Render every line of the rows below as a numbered list, leaving out any blank lines.

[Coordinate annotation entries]
——————

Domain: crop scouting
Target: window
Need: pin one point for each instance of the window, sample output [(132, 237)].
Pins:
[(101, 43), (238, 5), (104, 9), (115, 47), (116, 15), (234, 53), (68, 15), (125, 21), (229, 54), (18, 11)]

——————

Result for this task:
1. Domain: crop scouting
2. Target: window
3. Need: pin one point for each instance of the window, sample output [(132, 237)].
4. Pins:
5. [(101, 43), (238, 5), (104, 9), (115, 47), (116, 15), (234, 53), (68, 15), (125, 21), (229, 54), (18, 11)]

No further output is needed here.